Required task
Rewrite all of the items below as a numbered list, leaving out any blank lines.

((

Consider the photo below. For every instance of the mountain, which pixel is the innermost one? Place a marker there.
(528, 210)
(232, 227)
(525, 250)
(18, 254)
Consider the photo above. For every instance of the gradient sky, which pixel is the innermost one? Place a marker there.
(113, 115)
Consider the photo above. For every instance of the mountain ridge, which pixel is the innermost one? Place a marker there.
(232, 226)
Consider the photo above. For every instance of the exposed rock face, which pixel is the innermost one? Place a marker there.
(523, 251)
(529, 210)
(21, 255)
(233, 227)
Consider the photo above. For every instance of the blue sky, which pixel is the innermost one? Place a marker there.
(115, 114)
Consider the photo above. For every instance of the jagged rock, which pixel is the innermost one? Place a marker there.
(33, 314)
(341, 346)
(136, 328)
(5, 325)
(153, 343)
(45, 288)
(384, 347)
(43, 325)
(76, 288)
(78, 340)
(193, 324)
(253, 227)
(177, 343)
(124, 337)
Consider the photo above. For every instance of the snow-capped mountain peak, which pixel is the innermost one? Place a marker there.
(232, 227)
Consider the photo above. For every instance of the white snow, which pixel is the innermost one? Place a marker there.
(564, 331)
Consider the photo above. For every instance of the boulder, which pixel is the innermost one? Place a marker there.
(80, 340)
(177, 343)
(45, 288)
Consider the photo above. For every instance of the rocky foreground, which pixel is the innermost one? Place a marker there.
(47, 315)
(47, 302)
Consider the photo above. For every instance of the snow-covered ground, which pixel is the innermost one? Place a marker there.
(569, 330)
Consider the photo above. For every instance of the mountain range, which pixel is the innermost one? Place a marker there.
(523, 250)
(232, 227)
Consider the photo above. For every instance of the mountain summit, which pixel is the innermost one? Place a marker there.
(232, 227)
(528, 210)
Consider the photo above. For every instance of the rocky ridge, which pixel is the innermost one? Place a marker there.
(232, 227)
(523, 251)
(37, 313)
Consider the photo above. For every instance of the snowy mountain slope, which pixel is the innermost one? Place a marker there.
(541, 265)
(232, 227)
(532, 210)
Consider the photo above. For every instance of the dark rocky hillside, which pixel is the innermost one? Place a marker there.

))

Problem solution
1. Consider the photo below. For every instance of the mountain, which pixel is the innermost one? Place a marker there.
2. (528, 210)
3. (232, 227)
4. (525, 250)
5. (18, 254)
6. Consider the photo above. For every instance of the gradient sky, which pixel is the innermost one? Place a marker there.
7. (113, 115)
8. Consider the photo above. For every instance of the mountain ridge, which pixel is the innermost one? Place a marker there.
9. (232, 226)
10. Consider the photo above. For every instance of the exposed rock face, which pixel is the innermost one? Place a marker there.
11. (523, 251)
12. (529, 210)
13. (21, 255)
14. (233, 227)
15. Consider the photo above. For every instance of the blue sky, which pixel is the innermost one? Place a marker there.
16. (115, 114)
17. Consider the photo above. For every instance of the jagged rock, which pixel is the innermost one? Place a marker there.
18. (33, 314)
19. (341, 346)
20. (136, 328)
21. (5, 325)
22. (153, 343)
23. (45, 288)
24. (384, 347)
25. (43, 325)
26. (76, 288)
27. (78, 340)
28. (193, 324)
29. (253, 227)
30. (177, 343)
31. (124, 337)
32. Consider the photo above. For every instance of the snow-capped mountain peak, which pixel is the innermost one? Place a marker there.
33. (232, 227)
34. Consider the photo above. For every instance of the white snow, which pixel is the innermost one? Place a marker there.
35. (564, 331)
36. Consider the photo above. For every instance of the boulder, which pixel is the innermost one? Place a marker there.
37. (80, 340)
38. (177, 343)
39. (45, 288)
40. Consider the photo above. For every instance of the rocky foreground, which pixel is the innermost one? Place a marker there.
41. (47, 315)
42. (47, 302)
43. Consider the photo above. For every instance of the snow-covered ground, which pixel is the innermost one? Place a marker there.
44. (569, 330)
45. Consider the photo above. For every instance of the mountain range, which pixel is the innermost one? Place a marker there.
46. (523, 250)
47. (232, 227)
48. Consider the photo above. For every instance of the mountain summit, which pixel is the innermost one? Place a marker there.
49. (232, 227)
50. (528, 210)
51. Consider the photo above. For every instance of the rocky ridge, which pixel is the innermost one? Place a marker there.
52. (232, 227)
53. (523, 251)
54. (37, 313)
55. Consider the photo above. For every instance of the snowy mountain slope, which pixel is the innermost one? Place a marker there.
56. (541, 265)
57. (232, 227)
58. (532, 210)
59. Consider the photo above. For every instance of the dark rocky hillside, which pixel is the innermost one? Place a marker there.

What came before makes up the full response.